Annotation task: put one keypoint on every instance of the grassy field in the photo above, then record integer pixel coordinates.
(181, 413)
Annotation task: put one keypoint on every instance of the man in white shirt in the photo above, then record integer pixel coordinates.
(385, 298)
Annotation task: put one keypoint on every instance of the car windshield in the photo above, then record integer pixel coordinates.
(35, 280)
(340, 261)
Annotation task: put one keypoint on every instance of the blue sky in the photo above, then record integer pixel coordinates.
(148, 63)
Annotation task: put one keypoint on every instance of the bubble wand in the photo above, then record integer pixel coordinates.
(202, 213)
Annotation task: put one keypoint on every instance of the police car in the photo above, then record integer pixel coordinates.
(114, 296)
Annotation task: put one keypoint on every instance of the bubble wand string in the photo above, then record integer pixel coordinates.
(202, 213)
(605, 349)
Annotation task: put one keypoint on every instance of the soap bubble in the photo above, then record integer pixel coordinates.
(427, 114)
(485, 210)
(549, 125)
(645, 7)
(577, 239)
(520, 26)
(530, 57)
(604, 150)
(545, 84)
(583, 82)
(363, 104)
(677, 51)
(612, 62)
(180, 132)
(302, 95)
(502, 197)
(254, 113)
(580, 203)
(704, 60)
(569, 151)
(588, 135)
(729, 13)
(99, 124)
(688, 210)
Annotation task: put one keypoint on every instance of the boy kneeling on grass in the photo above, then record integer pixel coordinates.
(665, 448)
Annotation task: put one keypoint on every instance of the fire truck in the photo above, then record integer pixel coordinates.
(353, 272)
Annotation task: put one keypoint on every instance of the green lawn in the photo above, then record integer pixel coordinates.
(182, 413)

• [WHAT YOU WILL DO]
Recast all of the rows above as a JSON list of strings, one string for each line, omitting any blank lines.

• [THE ANSWER]
[
  "Annotation task: put one keypoint on every instance of the grassy field in the photo above, then record integer pixel coordinates.",
  "(181, 413)",
  "Annotation task: put one keypoint on every instance of the man in white shirt in the photo above, then record integer pixel coordinates.",
  "(385, 298)",
  "Annotation task: put one keypoint on every instance of the car windshield in the photo above, then record integer pixel coordinates.",
  "(35, 280)",
  "(340, 261)",
  "Annotation task: put one keypoint on every instance of the blue sky in the photo above, then record integer pixel coordinates.",
  "(148, 63)",
  "Annotation task: put one keypoint on every instance of the bubble wand in the photo above, then record integer pixel coordinates.",
  "(202, 213)",
  "Annotation task: put one keypoint on every instance of the police car in the photo above, then record integer pixel coordinates.",
  "(114, 296)",
  "Annotation task: put one keypoint on every instance of the bubble wand string in the photo above, then record integer pixel coordinates.",
  "(202, 213)",
  "(605, 349)",
  "Annotation task: put one keypoint on every instance of the soap bubble in the photo above, then record integer pixel coordinates.",
  "(427, 114)",
  "(485, 210)",
  "(549, 125)",
  "(645, 7)",
  "(577, 239)",
  "(520, 26)",
  "(530, 57)",
  "(604, 150)",
  "(545, 84)",
  "(583, 82)",
  "(363, 104)",
  "(677, 51)",
  "(612, 62)",
  "(180, 132)",
  "(302, 95)",
  "(502, 197)",
  "(254, 113)",
  "(580, 203)",
  "(704, 60)",
  "(569, 151)",
  "(588, 135)",
  "(729, 13)",
  "(99, 124)",
  "(688, 210)",
  "Annotation task: put one keypoint on every instance of the boy kneeling on grass in the photo above, then record integer pixel coordinates.",
  "(665, 448)",
  "Annotation task: put one keypoint on every instance of the fire truck in the photo above, then record integer pixel coordinates.",
  "(353, 272)",
  "Annotation task: put one keypoint on every instance of the green lawn in the photo above, then record integer pixel coordinates.",
  "(182, 413)"
]